> [SUPPLIED PASSAGE]
— Start —

Main Discussion Area > Flintknapping

Mookaite

<< < (2/3) > >>

RickB:
Hafted the mookaite blade to a piece of Southern live oak today.
Think I'll keep this colorful skinning knife around for awhile.
Progression photos

Slab


Preform


Blade


Finished knife




....and a flint ridge blade

GlisGlis:
A++  knives  :OK

Piddler:
Outstanding looking work. I have to ask. How do you get those long narrow flake scars. Trying to learn to knapping myself and can use all the help I can get.
Piddler

RickB:

--- Quote from: Piddler on May 09, 2024, 08:05:00 pm ---Outstanding looking work. I have to ask. How do you get those long narrow flake scars. Trying to learn to knapping myself and can use all the help I can get.
Piddler

--- End quote ---

Hope this helps...

These knives were worked from slabs which give you a continuous platform. I use an Ishi stick with a quarter inch copper tip to work the edge on my first pass. Position each flake on the first pass appx 1/4 inch apart. I use both of my legs to steady and lock my wrists into and use my right leg to help push the flake out. Make sure to position the tip of the Ishi stick almost straight into and very close to the edge but not too far into the slab. This will keep the force near the surface of the slab instead of taking a deeper and much shorter flake by sending the energy into the rock instead of across it. Push real hard into that slab and use that right leg to push it off.

Many people will go down an entire edge of a slab then try to join up the opposite edge next. I don't do this. when I take a flake off of the right edge, I will switch over to the left edge and then join it together. This is done because if I have a short flake or error on one edge, I can use more force on the opposite edge to reach it. I try to join and overlap them a little which helps give you a clean surface. Sometimes you will get a slight step where the flakes join but when you make the second and last pass they can be cleaned up. This lets me go through an entire side with very little if any flat spots on the surface that need to be cleaned up on the second pass. I do this on both sides of the slab.

— End —

[Data extracted from a collection]

— Start —

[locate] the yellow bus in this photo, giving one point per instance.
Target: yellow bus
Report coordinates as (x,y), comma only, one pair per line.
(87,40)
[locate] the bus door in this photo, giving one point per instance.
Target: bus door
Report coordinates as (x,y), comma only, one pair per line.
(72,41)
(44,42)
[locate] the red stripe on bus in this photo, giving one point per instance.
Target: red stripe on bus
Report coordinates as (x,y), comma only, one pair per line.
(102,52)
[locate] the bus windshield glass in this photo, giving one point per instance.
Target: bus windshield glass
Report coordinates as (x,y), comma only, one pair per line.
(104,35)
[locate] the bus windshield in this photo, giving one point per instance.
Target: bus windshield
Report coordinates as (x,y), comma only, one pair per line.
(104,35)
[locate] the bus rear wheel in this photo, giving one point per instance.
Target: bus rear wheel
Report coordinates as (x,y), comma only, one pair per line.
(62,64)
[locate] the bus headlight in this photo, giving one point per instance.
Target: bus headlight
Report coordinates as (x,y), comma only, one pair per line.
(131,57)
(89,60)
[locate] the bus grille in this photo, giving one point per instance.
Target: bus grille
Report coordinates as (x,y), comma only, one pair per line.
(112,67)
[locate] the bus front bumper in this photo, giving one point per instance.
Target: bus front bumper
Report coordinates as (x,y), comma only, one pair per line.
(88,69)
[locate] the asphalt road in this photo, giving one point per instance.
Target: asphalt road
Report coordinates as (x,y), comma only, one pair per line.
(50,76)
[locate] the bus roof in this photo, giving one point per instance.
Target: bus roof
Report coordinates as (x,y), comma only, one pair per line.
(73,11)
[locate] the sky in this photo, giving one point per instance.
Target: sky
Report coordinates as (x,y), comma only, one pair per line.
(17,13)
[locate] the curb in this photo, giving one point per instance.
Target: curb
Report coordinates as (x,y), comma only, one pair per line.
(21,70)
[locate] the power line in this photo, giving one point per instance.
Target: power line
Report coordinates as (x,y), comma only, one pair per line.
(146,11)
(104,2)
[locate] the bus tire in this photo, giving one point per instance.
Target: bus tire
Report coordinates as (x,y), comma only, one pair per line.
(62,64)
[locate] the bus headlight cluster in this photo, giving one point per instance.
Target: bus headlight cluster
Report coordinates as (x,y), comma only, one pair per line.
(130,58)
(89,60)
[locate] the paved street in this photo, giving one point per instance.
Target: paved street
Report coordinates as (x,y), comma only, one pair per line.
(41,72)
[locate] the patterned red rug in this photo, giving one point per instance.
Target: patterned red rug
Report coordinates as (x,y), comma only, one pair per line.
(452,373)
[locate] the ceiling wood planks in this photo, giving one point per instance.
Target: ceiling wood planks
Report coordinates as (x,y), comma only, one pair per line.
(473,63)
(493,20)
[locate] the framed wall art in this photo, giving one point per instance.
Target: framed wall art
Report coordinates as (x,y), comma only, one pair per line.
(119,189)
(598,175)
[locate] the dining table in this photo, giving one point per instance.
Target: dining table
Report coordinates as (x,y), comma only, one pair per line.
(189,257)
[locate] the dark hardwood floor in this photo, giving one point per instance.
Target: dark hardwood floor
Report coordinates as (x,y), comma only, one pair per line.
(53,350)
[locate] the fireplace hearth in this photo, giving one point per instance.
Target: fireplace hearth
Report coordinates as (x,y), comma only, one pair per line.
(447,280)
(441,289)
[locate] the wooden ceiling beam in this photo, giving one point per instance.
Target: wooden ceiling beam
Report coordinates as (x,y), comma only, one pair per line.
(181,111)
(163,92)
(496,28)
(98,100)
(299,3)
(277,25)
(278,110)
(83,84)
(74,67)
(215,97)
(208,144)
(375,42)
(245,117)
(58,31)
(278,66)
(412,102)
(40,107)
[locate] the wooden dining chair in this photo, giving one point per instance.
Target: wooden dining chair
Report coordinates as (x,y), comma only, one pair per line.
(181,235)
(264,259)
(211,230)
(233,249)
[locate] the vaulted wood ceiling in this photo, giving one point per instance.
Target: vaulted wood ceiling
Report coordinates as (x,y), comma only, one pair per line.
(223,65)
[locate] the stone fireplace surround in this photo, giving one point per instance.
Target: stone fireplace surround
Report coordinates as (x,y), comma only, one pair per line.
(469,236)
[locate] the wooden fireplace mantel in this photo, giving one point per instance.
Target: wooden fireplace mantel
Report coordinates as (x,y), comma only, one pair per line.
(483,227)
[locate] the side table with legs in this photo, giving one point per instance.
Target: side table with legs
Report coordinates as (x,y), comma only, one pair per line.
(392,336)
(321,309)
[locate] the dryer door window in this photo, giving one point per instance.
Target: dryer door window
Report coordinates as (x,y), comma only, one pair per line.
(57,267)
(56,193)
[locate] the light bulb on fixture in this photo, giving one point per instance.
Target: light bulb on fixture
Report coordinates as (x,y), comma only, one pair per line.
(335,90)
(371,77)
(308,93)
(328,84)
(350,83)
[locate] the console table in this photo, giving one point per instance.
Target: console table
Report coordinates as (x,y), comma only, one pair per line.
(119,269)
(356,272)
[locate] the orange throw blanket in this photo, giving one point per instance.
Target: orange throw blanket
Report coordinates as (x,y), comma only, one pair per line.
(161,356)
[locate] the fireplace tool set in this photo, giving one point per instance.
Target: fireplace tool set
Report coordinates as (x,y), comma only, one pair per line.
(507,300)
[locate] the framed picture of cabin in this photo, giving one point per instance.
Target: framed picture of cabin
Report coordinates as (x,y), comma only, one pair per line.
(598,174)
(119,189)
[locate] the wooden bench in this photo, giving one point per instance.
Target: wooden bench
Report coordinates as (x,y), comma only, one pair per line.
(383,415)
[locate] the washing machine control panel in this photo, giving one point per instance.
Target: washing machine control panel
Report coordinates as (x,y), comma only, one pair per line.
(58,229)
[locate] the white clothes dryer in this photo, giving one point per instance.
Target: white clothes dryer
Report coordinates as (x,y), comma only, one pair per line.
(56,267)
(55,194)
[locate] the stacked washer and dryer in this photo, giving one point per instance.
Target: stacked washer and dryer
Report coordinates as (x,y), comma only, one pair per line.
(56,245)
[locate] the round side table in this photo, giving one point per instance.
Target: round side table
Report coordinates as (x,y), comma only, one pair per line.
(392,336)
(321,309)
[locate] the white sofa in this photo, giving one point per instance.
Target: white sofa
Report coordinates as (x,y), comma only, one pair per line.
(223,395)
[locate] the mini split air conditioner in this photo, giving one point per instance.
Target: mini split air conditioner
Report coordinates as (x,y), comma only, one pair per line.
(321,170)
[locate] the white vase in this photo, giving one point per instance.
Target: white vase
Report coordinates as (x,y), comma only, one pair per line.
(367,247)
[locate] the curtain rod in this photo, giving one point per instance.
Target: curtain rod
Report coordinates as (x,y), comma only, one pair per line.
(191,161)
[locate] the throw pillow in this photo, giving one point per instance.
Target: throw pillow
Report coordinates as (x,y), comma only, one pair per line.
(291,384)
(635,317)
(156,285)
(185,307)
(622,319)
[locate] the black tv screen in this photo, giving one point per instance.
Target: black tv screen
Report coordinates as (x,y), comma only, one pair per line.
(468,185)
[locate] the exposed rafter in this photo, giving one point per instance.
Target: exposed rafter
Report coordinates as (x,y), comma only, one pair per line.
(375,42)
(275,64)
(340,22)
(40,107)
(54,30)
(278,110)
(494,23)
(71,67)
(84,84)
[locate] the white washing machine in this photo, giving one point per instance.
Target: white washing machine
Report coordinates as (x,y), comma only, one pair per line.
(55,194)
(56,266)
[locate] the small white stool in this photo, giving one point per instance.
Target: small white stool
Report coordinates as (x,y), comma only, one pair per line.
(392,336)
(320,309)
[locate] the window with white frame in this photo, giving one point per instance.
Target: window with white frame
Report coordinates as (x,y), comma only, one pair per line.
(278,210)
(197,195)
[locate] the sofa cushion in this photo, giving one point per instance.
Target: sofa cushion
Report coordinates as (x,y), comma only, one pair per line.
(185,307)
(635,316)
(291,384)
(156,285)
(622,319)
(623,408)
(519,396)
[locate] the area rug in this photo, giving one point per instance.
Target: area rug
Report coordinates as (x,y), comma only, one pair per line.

— End —

> [TO BE DONE]
1. In the flintknapping forum thread, how far apart does RickB position each flake on the first pass?
2. Resume the flintknapping forum thread, carrying it on from its final sentence.

> [THE RESULTS]
1. About 1/4 inch apart.

2.
Before the second pass all of the ridges produced need to be heavily abraded down to get you back to a continuous platform. I don't use an Ishi stick for this second pass unless there is an issue way into the slab that needs more force to reach it. I have a smaller pressure flaker and do exactly what I did above except this time the edge is more narrow so I position the tip of the flaker close but not past the center of the edge, dig in and push off a flake using my right leg. The second pass is narrower at about 1/8 inch or a little more apart. After all edges are done I start at the tip and work my way down both edges, feathering in and sharpening.

Tools used:
Notched hand pad (a notched pad lets the flakes travel longer)
Ishi stick
Pressure flaker
abrader

Piddler:
Mr. Rick. Thanks for the detailed explanation. Us newer guys can use all the explaining and help we can get. Not as easy as people think for sure.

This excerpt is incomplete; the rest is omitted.